(TASK STATEMENT) Set down the line that contains "Please put a marker on the dealership" and every line after it to the end of the entries, exactly as they stand and nothing more.
_ _ _ _ _ _ _
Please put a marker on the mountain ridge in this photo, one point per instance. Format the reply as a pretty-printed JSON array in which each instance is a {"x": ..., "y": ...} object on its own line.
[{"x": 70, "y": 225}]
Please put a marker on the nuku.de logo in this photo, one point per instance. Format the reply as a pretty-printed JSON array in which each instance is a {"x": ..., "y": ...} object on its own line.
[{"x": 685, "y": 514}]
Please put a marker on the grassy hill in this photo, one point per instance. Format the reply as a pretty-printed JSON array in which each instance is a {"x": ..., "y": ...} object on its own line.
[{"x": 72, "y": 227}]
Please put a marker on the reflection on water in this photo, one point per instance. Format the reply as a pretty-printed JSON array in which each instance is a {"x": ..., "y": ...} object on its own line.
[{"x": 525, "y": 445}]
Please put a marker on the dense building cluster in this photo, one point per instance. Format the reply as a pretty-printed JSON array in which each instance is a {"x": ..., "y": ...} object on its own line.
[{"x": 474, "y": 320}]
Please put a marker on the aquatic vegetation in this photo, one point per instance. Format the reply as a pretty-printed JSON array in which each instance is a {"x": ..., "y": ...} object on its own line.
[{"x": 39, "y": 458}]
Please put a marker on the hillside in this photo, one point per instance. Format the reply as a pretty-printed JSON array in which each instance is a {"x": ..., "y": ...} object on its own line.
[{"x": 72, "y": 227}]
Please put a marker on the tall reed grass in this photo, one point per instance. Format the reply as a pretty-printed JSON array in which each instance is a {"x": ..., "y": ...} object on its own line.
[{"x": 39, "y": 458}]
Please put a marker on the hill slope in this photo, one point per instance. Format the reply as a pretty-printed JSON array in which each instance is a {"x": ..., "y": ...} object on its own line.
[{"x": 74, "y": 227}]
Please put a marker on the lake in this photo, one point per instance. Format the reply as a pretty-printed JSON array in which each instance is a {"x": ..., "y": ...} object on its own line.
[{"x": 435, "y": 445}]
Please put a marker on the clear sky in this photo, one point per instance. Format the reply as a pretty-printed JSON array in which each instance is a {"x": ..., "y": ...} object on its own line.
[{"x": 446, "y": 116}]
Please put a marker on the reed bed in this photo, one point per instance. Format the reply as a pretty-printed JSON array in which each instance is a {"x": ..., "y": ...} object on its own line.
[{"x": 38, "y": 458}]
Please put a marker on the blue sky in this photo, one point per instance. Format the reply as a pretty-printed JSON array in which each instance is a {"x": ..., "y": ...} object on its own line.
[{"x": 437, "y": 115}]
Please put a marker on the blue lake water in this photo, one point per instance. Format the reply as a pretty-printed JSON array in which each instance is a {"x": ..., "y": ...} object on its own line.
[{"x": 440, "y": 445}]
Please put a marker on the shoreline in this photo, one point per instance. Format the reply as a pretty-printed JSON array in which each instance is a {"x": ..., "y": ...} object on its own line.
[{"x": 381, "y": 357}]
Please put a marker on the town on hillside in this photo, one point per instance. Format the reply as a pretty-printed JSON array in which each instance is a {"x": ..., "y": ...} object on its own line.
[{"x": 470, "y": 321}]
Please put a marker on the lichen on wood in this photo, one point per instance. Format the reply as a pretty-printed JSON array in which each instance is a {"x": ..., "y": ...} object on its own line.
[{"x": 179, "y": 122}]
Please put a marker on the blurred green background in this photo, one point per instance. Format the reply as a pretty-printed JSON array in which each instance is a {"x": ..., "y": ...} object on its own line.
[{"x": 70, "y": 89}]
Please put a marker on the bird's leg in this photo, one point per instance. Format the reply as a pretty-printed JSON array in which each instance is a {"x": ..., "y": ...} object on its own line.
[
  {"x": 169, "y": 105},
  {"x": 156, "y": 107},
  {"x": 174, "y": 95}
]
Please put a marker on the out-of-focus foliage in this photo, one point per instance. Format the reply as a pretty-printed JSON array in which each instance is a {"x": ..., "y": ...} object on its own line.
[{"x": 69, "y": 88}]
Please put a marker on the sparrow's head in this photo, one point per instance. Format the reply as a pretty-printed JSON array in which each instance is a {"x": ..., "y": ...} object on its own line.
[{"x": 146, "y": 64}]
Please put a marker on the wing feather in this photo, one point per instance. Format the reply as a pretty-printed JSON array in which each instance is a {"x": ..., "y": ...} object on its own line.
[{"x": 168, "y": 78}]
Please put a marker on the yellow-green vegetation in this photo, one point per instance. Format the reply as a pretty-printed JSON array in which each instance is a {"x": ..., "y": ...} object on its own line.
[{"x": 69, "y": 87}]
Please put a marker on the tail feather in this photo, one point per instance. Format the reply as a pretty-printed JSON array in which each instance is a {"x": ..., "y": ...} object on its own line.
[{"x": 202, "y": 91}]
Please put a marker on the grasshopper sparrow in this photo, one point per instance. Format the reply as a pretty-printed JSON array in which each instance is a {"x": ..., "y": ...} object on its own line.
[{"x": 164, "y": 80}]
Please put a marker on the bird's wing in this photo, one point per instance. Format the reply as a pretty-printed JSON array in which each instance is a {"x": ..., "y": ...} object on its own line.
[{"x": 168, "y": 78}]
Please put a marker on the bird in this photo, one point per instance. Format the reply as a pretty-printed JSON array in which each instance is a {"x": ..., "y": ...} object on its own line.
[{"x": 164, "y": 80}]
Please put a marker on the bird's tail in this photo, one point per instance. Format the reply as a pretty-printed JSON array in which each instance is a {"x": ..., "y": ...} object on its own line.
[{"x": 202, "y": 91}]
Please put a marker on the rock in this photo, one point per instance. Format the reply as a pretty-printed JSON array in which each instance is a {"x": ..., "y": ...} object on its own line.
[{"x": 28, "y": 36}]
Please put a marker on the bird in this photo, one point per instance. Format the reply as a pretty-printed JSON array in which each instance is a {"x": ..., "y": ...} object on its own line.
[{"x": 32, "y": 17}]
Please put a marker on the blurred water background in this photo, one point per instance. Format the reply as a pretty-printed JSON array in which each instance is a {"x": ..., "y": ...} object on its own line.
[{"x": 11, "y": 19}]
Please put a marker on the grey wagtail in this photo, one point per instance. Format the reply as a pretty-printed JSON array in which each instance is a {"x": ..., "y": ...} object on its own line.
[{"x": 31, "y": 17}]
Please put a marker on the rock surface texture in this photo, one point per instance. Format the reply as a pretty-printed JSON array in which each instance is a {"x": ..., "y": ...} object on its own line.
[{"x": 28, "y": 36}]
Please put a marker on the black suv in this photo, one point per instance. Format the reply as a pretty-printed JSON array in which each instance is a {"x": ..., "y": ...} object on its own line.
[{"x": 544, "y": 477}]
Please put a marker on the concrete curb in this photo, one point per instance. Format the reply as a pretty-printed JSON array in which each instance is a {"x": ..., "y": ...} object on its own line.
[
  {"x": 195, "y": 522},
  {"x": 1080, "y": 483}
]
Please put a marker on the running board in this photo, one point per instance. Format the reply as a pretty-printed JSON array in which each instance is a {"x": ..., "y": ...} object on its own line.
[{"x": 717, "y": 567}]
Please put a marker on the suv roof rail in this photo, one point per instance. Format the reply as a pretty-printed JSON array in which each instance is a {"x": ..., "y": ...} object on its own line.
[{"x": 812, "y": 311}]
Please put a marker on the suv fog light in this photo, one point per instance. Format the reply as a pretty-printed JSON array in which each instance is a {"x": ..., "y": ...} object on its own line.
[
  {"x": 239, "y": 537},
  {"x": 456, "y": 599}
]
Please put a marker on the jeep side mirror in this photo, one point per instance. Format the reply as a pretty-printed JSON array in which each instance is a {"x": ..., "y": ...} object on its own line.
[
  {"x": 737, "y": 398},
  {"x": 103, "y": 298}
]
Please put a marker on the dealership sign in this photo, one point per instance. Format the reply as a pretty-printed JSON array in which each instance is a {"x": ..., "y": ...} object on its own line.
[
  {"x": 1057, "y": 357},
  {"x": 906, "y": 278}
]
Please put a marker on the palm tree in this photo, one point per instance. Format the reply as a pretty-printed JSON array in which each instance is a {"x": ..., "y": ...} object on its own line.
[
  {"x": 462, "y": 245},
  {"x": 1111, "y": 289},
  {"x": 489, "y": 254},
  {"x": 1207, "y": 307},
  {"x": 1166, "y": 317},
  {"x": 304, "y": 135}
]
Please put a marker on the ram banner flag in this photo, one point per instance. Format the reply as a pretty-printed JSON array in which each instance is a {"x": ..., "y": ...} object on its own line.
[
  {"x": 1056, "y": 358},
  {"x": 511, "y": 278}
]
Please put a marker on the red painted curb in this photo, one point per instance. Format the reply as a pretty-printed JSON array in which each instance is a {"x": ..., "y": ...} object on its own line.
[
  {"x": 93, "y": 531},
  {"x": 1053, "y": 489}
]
_ _ _ _ _ _ _
(FINAL ANSWER)
Please put a marker on the dealership sign in this photo, one point per instance. Format the reply as a pretty-printed JSON array in which each instance is a {"x": ..., "y": ...} object on its own line.
[
  {"x": 1057, "y": 357},
  {"x": 906, "y": 278}
]
Please put a marker on the palm tree in this photo, one point per instance. Format the reply as a pretty-printed JSON array in which each instance is a {"x": ..., "y": ...} object on its own line.
[
  {"x": 462, "y": 245},
  {"x": 1111, "y": 289},
  {"x": 489, "y": 254},
  {"x": 1207, "y": 307},
  {"x": 1166, "y": 317},
  {"x": 304, "y": 135}
]
Please put a marker on the ram banner flag in this photo, one point per instance. Format the reply as a pretty-printed JSON array in which each instance is a {"x": ..., "y": ...} object on its own line.
[
  {"x": 1056, "y": 358},
  {"x": 511, "y": 278}
]
Please put a marker on the red painted curb in this photo, one point per instance. Format the reply as a pretty-printed JSON array in which each instance is a {"x": ..., "y": ...} object on its own line.
[
  {"x": 93, "y": 531},
  {"x": 1053, "y": 489}
]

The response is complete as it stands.